Отрывок из текста

*-*-*

За такой же доской, как раз уместившейся на низком столике, сидели Лев Толстой и А. Б. Гольденвейзер 6-го ноября 1904-го года по старому стилю (рисунок Морозова, ныне в Толстовском Музее в Москве), и рядом с ними, на круглом столе под лампой, виден не только открытый ящик для фигур, но и бумажный ярлычок (с подписью Staunton), приклеенный к внутренней стороне крышки. (Chapter Thirteen, 4)

 

In the entry of Jan. 31, 1908, of his diary Gusev says that Tolstoy wanted zashchishchat' (to defend) in the court five young revolutionaries who made a robbery in the Yasenki post office:

 

Я был в Туле, главное ездил исполнить просьбу Льва Николаевича.
Скоро будут судить военным судом пятерых молодых людей, сделавших прошлым летом «экспроприацию» в Ясенковском почтовом отделении. Сделав ограбление, они в ближайшем лесу были пойманы полицией и крестьянами и избиты. Все они сейчас сидят в Туле, и скоро им предстоит суд. У Льва Николаевича явилась мысль выступить на суде их защитником. Об их деле он и просил меня навести справку.

*-*-*

Материал для упражнения
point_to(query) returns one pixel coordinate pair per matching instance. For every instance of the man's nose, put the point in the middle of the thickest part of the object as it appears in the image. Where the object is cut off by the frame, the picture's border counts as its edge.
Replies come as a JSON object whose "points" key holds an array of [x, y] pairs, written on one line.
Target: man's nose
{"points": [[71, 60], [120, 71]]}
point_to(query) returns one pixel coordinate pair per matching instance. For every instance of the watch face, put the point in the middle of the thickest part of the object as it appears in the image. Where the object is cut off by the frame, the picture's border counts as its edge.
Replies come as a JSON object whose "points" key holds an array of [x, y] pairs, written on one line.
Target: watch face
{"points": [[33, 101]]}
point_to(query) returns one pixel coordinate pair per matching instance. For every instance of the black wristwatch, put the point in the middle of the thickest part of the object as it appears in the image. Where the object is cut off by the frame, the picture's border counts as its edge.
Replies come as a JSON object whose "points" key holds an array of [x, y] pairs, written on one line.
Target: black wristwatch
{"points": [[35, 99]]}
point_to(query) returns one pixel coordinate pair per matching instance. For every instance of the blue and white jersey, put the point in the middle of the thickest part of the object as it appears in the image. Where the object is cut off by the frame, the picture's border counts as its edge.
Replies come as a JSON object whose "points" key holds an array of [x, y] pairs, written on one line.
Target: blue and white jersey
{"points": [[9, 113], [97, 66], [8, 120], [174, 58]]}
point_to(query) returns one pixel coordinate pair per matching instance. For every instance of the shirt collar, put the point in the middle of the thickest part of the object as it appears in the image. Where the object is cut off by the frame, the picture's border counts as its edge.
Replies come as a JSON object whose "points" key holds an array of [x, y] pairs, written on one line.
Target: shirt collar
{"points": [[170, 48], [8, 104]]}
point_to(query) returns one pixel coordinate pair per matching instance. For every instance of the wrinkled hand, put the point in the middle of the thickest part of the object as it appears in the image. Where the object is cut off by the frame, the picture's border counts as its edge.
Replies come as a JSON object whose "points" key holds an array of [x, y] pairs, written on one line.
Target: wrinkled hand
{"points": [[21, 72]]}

*-*-*

Задания
A – Измените записи от строки, содержащей «of the wrinkled», до конца записей включительно: замените «wrinkled» на «left», а всё остальное оставьте как есть. Приведите только этот участок.
B – Продолжите отрывок о желании Льва Толстого выступить защитником пятерых молодых людей на суде.
Отрывок и записи представляют собой два отдельных, не связанных между собой материала.

Ответы к заданиям
A –
point_to(query) returns one pixel coordinate pair per matching instance. For every instance of the left hand, put the point in the middle of the thickest part of the object as it appears in the image. Where the object is cut off by the frame, the picture's border counts as its edge.
Replies come as a JSON object whose "points" key holds an array of [x, y] pairs, written on one line.
Target: left hand
{"points": [[21, 72]]}

B –
— Разумеется,—сказал он мне,— не говорите, что я сам буду их защищать, но скажите, что Лев Николаевич Толстой очень интересуется этим делом и желал бы выставить защитника.
У товарища прокурора мне удалось узнать имена обвиняемых и приблизительное время разбора их дела.
Никто из домашних не знает об этом намерении Льва Николаевича.

 

In the entry of Feb. 4, 1908, Gusev quotes Tolstoy's words about the psychology of children (can a child refrain from hurting a person?):

 

И. А. Беневский прислал письмо, в котором благодарит Льва Николаевича за написанное им в прошлом месяце письмо его сестре-революционерке.
— Я никогда не видал таких женщин,— сказал Лев Николаевич.— Мне кажется, что когда мужчина совершает такие поступки, то всегда к ним примешивается доля тщеславия. А у женщин, я думаю, этого нет. Женщина действует более самоотверженно; самоотвержение вообще свойственно натуре женщины.
— И она бывает особенно жестока,— заметила Софья Андреевна.
— Какая же тут жестокость,— возразил Лев Николаевич,— когда человек идет на верную смерть…
Вечером с С. Д. Николаевым Лев Николаевич разговаривал о детях.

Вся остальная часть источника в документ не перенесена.